--- start ---
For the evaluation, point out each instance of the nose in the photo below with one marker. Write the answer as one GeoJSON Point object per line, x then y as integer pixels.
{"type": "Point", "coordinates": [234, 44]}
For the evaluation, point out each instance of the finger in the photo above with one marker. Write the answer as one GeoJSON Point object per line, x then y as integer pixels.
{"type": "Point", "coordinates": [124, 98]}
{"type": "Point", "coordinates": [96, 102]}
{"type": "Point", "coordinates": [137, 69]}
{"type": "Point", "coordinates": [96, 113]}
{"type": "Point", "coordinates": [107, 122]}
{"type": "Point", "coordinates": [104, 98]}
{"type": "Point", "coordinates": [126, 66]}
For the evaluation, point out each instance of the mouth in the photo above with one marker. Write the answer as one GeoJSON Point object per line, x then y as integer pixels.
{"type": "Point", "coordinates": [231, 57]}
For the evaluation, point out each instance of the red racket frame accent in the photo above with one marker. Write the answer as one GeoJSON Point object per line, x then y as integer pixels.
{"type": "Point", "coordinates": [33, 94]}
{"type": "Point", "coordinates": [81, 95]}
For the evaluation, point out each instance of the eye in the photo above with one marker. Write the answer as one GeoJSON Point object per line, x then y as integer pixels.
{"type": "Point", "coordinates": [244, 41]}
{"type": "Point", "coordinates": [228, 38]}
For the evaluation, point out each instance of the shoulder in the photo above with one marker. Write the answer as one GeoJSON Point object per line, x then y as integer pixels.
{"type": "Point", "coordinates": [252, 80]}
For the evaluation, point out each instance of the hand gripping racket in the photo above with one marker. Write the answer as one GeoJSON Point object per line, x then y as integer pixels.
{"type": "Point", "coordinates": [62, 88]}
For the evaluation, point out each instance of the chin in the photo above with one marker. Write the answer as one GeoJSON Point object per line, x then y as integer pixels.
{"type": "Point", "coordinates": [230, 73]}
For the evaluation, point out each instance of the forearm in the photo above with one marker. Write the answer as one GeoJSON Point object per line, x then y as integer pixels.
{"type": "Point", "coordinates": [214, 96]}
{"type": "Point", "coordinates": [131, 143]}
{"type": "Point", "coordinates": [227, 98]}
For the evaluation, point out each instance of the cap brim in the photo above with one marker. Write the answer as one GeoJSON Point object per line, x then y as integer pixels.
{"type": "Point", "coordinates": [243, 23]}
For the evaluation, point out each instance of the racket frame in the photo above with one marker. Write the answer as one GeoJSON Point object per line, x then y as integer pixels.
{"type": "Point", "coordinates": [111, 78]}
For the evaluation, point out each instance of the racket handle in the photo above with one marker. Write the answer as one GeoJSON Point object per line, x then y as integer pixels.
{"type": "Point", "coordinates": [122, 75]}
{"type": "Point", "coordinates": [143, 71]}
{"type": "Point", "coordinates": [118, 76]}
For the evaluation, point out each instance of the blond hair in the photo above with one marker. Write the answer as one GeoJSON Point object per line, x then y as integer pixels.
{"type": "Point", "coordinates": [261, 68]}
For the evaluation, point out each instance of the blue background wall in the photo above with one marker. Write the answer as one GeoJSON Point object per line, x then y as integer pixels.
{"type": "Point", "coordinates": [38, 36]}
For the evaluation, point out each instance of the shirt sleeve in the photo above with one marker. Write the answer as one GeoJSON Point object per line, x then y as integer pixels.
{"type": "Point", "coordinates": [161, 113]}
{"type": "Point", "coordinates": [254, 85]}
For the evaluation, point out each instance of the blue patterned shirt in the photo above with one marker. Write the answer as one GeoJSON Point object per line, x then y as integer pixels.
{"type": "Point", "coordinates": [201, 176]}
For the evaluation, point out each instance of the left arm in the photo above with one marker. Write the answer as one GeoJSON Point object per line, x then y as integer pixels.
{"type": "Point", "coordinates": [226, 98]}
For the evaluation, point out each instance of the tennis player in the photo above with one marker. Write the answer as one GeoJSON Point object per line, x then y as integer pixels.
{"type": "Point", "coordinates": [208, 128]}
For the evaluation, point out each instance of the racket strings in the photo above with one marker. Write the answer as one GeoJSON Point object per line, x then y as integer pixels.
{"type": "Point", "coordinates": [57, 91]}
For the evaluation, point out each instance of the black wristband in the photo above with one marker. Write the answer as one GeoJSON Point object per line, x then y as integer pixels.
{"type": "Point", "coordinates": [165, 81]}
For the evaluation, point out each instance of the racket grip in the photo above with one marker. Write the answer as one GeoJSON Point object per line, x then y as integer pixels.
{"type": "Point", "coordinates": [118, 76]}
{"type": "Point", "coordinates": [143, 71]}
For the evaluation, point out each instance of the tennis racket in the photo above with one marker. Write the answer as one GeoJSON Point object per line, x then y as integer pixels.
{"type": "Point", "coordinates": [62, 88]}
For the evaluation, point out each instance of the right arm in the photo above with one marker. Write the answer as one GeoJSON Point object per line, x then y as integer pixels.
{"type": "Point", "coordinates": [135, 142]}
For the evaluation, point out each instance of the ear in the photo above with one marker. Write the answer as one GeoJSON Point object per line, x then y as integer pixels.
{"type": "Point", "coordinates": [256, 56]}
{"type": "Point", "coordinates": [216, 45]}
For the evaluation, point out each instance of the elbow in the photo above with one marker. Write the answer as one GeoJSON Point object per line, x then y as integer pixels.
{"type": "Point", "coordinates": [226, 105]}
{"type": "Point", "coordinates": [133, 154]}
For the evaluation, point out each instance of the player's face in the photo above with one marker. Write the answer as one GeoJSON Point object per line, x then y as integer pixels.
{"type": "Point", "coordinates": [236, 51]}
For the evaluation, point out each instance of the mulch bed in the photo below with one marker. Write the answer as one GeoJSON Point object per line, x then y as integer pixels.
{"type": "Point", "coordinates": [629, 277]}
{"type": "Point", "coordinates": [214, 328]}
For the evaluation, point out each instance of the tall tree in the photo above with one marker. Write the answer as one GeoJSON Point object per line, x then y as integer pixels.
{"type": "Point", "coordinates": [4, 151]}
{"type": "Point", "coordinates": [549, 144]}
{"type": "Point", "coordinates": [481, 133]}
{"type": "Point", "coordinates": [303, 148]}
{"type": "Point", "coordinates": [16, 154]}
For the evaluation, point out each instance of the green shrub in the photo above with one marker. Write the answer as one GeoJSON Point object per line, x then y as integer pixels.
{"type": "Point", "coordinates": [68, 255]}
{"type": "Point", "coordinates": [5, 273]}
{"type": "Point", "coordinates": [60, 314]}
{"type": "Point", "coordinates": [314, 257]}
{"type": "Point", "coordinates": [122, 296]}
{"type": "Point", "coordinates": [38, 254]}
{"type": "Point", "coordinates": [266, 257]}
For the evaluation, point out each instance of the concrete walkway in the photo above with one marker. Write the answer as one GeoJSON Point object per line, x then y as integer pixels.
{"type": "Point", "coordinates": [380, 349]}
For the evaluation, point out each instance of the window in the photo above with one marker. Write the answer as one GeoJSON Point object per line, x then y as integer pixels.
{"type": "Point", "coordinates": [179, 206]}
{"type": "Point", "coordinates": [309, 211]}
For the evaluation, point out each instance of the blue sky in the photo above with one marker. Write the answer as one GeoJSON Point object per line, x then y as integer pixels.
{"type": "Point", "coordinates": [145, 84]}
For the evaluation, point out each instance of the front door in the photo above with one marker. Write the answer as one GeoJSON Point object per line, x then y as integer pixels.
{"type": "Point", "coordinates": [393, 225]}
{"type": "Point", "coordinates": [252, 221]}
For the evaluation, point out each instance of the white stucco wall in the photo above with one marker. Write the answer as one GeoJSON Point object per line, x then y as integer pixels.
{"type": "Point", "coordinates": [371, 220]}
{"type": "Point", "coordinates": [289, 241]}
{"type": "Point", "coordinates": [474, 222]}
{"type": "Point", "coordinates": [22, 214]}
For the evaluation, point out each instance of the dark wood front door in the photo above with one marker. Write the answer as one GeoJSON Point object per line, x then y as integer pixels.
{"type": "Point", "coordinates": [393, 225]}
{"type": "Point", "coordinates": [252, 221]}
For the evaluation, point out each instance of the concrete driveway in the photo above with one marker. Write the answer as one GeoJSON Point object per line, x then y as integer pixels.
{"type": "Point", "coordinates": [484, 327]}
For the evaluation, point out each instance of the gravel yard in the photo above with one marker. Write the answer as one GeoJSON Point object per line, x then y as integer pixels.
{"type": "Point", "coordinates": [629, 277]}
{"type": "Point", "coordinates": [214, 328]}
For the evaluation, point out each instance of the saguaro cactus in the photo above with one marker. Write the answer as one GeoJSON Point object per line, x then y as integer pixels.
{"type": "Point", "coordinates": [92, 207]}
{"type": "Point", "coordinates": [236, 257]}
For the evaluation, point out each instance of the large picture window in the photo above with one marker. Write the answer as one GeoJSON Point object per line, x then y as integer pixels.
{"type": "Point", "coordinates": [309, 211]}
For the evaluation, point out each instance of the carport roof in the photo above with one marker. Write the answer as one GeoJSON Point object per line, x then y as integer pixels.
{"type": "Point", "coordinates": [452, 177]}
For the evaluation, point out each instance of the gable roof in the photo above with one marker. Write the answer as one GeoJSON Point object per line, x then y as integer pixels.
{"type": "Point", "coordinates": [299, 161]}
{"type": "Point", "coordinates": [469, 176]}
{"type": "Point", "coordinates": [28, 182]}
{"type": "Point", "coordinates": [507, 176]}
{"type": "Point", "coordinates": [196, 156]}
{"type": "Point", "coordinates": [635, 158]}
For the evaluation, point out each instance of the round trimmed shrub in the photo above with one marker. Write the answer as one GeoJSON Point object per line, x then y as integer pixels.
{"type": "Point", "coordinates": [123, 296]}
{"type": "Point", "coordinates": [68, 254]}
--- end ---
» **PROBLEM DESCRIPTION**: From the line with "For the evaluation, point out each instance of the round" to the last line of the material, give every line again exactly, and only those lines.

» **EXERCISE OUTPUT**:
For the evaluation, point out each instance of the round trimmed shrub in the photo above with one marker. Write the answer as one GeoJSON Point object per line, x then y as integer pixels.
{"type": "Point", "coordinates": [123, 296]}
{"type": "Point", "coordinates": [68, 254]}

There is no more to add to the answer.